* Selected passage
───

# Travelling Canada before the expiry of my LMO



## JFW86 (Aug 7, 2013)

I am currently working in Canada with a work permit with and LMO. My work permit expires in November but I am finishing up work in September with a view to travelling for a couple of weeks within Canada. I will leave Canada prior to the expiry of my work permit. Do I need to change my status to that of a visitor?


----------



## mikejb (Mar 12, 2012)

Technically the rule of thumb would be you should, simply because government departments all over the world, like to tick all the boxes and dot all the 'i's'. Hpwever, in real terms, people working in Canada under the auspices of an LMO driven work permit are not expected to work 24/7 365 days a year. Therefore you, like everyone else is entitled to vacation time

There will be no issue from Gov depts AND if you are travelling through Canada and not leaving the borders to return, there will be no-one question you.

───

* Exercise task
Pick up the forum thread on traveling in Canada before a work permit runs out, and keep writing it from where it stops.

* Given data
───

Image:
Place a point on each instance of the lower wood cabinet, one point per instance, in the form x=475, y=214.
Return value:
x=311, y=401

───

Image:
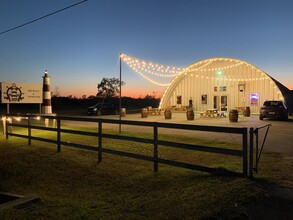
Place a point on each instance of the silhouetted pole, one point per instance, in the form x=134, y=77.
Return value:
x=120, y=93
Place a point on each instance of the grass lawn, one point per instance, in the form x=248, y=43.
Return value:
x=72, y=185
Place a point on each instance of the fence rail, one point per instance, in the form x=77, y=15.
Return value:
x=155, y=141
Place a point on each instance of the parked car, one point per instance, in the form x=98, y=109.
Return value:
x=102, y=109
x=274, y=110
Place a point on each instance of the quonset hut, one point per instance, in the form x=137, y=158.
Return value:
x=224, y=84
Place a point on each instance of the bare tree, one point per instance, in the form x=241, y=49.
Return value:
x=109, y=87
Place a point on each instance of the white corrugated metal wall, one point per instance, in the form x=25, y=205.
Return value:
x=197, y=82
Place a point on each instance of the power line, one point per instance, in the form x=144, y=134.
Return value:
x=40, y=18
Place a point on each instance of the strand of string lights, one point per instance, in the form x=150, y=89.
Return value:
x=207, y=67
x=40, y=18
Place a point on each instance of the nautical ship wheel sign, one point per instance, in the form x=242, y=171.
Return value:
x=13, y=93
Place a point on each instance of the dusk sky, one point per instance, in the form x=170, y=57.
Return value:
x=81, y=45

───

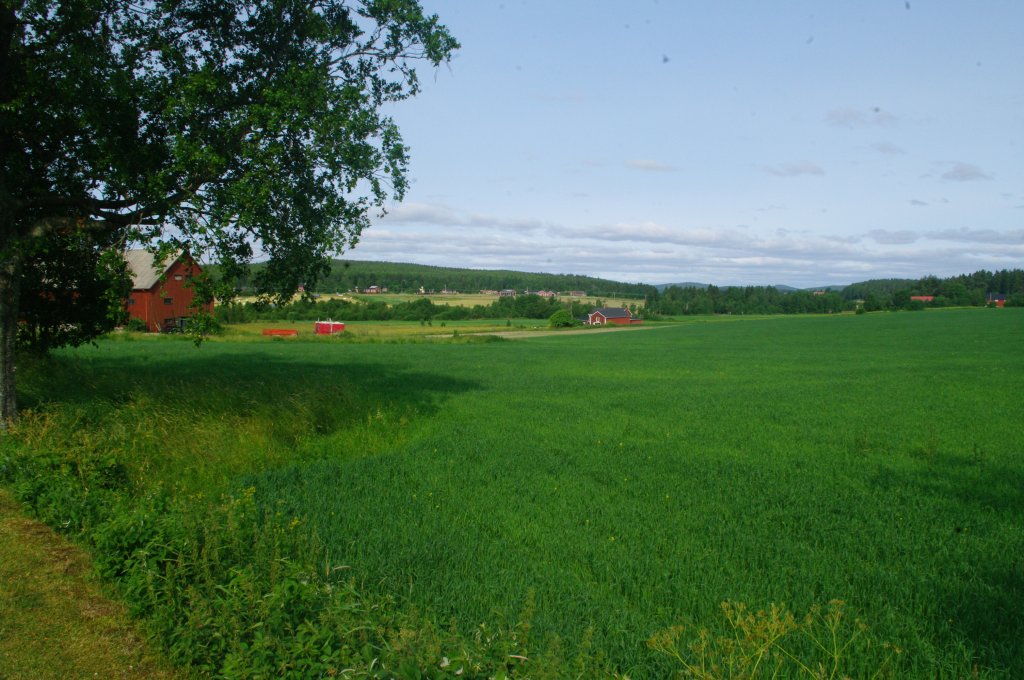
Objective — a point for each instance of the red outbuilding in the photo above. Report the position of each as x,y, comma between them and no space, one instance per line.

───

* Output of the task
If however, you do leave, say to bisit somewhere in the USA then plan to return to Canada proir to departure then yes, there are likely to be questions asked. Even then, if you tell them you do not plan to work any further and can show them proof of an outward bound flight, there are likely not o restrict you though they could issue an exit visa date and attach same to your passport which would have to be presented to am immigration official at your outbound departure airport

Hope this helps


----------



## JFW86 (Aug 7, 2013)

Thanks for your help mikejb,

That's pretty much what I thought. I am entering the states and then coming back after the end of my work permit but I have an outbound flight so fingers crossed it should all go ok.

Thanks again for your quick response.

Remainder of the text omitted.